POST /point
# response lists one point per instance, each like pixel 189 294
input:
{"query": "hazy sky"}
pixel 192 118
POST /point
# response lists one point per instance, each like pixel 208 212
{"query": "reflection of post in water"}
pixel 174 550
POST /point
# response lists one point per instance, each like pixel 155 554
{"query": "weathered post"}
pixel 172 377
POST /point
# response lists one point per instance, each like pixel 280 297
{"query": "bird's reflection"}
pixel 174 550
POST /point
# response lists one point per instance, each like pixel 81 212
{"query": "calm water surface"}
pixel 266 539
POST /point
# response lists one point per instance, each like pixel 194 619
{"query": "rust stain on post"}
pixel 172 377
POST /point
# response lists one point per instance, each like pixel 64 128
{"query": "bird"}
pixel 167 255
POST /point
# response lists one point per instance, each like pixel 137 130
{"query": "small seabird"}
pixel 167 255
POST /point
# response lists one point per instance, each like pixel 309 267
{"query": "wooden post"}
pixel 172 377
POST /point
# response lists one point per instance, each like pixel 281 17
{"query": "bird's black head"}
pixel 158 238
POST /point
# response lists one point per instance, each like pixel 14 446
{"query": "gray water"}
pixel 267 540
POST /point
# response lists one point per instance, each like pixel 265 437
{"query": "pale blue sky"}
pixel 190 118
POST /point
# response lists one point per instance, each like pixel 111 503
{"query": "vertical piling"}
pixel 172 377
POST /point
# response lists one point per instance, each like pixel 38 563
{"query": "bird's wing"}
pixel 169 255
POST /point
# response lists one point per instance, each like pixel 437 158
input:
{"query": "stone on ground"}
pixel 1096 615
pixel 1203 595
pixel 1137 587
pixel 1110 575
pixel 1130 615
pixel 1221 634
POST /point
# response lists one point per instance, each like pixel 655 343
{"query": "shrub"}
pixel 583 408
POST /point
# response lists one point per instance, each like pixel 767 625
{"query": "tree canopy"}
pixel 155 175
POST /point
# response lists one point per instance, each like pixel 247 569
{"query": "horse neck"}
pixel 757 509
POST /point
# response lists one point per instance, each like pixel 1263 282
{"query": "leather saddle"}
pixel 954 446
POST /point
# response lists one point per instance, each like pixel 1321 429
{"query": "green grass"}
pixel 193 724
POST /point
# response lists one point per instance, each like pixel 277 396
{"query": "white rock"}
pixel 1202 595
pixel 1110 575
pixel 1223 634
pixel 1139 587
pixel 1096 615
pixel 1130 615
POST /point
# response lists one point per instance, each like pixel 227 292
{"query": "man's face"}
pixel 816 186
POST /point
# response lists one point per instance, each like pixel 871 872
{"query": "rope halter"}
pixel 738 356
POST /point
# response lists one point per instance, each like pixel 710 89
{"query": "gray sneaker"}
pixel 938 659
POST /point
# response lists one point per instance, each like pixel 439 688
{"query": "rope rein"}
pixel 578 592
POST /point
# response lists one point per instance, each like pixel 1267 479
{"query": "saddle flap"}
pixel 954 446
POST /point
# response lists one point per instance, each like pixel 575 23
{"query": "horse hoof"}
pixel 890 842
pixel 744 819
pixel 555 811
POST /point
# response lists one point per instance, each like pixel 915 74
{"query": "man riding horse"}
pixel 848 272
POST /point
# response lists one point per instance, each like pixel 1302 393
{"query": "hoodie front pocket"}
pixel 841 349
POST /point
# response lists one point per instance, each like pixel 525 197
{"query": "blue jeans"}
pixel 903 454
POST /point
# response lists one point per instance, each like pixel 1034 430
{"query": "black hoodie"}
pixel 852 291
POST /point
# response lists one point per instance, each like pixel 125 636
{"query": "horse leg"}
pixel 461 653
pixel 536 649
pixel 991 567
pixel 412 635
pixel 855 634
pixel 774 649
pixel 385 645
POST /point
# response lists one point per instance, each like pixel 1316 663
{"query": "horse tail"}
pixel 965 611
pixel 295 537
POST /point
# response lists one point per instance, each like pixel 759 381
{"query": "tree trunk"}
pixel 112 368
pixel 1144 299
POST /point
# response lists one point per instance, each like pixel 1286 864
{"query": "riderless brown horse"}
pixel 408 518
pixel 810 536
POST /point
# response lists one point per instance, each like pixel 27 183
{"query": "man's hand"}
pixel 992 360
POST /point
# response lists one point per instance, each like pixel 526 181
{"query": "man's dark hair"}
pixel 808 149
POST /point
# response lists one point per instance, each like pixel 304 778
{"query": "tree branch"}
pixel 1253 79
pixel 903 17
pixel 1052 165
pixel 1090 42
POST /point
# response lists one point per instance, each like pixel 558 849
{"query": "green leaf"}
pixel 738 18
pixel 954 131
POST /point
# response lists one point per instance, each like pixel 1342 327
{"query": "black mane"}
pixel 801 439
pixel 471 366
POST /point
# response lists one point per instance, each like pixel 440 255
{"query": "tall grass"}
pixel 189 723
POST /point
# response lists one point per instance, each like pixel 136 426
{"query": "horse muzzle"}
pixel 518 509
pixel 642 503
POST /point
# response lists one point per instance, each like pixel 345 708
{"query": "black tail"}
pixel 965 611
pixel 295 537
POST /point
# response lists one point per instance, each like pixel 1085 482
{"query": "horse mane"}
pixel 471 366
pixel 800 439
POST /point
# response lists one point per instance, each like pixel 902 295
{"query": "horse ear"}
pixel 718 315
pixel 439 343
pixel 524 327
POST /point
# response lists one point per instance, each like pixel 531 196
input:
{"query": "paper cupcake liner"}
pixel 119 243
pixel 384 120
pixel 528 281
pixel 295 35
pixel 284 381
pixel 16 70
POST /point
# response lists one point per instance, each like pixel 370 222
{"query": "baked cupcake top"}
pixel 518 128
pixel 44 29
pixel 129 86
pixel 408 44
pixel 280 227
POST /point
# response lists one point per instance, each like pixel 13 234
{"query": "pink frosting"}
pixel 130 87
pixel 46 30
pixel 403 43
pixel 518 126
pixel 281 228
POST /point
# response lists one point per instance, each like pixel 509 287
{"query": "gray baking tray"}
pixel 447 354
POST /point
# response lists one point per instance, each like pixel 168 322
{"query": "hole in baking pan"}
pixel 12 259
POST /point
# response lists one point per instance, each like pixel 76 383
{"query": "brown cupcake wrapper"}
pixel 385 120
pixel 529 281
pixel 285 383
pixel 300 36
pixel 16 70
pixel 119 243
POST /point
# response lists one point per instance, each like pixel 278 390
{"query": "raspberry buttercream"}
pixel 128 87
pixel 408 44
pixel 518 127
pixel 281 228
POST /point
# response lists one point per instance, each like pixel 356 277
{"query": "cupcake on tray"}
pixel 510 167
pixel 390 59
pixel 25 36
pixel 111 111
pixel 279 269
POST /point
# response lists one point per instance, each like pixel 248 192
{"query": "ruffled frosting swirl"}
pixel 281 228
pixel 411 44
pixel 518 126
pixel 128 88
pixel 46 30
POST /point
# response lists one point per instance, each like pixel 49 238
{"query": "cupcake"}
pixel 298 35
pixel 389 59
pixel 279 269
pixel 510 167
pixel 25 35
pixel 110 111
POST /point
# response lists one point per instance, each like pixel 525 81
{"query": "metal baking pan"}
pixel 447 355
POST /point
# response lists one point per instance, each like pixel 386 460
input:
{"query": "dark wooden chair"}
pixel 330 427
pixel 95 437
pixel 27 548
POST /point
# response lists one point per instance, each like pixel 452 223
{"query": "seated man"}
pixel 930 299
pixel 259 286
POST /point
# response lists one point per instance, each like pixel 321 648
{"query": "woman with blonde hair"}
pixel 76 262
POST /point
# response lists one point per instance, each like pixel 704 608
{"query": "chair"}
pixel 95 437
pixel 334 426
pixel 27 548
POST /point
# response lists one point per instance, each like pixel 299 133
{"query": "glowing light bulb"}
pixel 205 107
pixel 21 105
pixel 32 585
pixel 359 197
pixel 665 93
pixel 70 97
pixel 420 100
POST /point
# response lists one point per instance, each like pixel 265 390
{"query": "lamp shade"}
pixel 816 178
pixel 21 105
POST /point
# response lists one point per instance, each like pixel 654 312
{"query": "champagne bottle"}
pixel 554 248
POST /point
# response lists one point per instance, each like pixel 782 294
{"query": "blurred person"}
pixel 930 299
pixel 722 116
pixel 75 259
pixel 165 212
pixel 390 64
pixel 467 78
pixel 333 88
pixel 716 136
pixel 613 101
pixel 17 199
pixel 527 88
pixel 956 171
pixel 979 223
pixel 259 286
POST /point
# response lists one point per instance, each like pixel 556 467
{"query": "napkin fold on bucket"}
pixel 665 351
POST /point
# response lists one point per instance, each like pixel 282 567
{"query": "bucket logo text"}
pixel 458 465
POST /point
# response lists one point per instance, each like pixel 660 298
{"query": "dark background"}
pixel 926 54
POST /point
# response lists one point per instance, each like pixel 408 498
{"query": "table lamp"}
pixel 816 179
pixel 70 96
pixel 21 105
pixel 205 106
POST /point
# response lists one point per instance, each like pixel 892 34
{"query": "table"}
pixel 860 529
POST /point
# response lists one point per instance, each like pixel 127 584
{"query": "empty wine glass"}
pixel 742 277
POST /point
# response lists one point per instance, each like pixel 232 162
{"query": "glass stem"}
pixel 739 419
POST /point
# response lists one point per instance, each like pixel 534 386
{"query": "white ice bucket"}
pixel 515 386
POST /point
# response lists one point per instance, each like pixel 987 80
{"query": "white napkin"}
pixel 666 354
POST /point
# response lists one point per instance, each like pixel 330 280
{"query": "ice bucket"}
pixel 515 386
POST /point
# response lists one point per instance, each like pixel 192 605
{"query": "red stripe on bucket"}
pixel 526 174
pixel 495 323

### EXERCISE DESCRIPTION
Retype exactly the lines from the start of the entries through the one with "# response lists one point per instance, each like pixel 767"; include both ends.

### SOLUTION
POST /point
# response lists one point per instance, each like pixel 189 294
input:
{"query": "hazy sky"}
pixel 192 118
POST /point
# response lists one point per instance, each like pixel 208 212
{"query": "reflection of post in water"}
pixel 174 550
POST /point
# response lists one point per instance, each like pixel 155 554
{"query": "weathered post"}
pixel 172 377
POST /point
# response lists one point per instance, each like pixel 280 297
{"query": "bird's reflection"}
pixel 174 550
POST /point
# response lists one point per instance, each like pixel 81 212
{"query": "calm water surface"}
pixel 266 539
POST /point
# response lists one point per instance, each like pixel 194 619
{"query": "rust stain on post"}
pixel 172 377
POST /point
# response lists one point per instance, each like pixel 64 128
{"query": "bird"}
pixel 167 255
POST /point
# response lists one point per instance, each like pixel 137 130
{"query": "small seabird"}
pixel 167 255
POST /point
# response lists one point per instance, each like pixel 309 267
{"query": "wooden post"}
pixel 172 377
POST /point
# response lists one point per instance, each like pixel 281 17
{"query": "bird's black head"}
pixel 158 238
POST /point
# response lists one point per instance, each like pixel 14 446
{"query": "gray water"}
pixel 267 540
POST /point
# response lists one point per instance, each like pixel 265 437
{"query": "pale blue sky"}
pixel 190 118
POST /point
# response lists one point per instance, each like pixel 111 503
{"query": "vertical piling"}
pixel 172 377
POST /point
# response lists one point per instance, each like pixel 38 563
{"query": "bird's wing"}
pixel 169 255
POST /point
# response lists one point per instance, each like pixel 437 158
input:
{"query": "stone on ground"}
pixel 1096 615
pixel 1203 595
pixel 1137 587
pixel 1110 575
pixel 1130 615
pixel 1221 634
POST /point
# response lists one point per instance, each like pixel 655 343
{"query": "shrub"}
pixel 583 408
POST /point
# response lists one point per instance, each like pixel 767 625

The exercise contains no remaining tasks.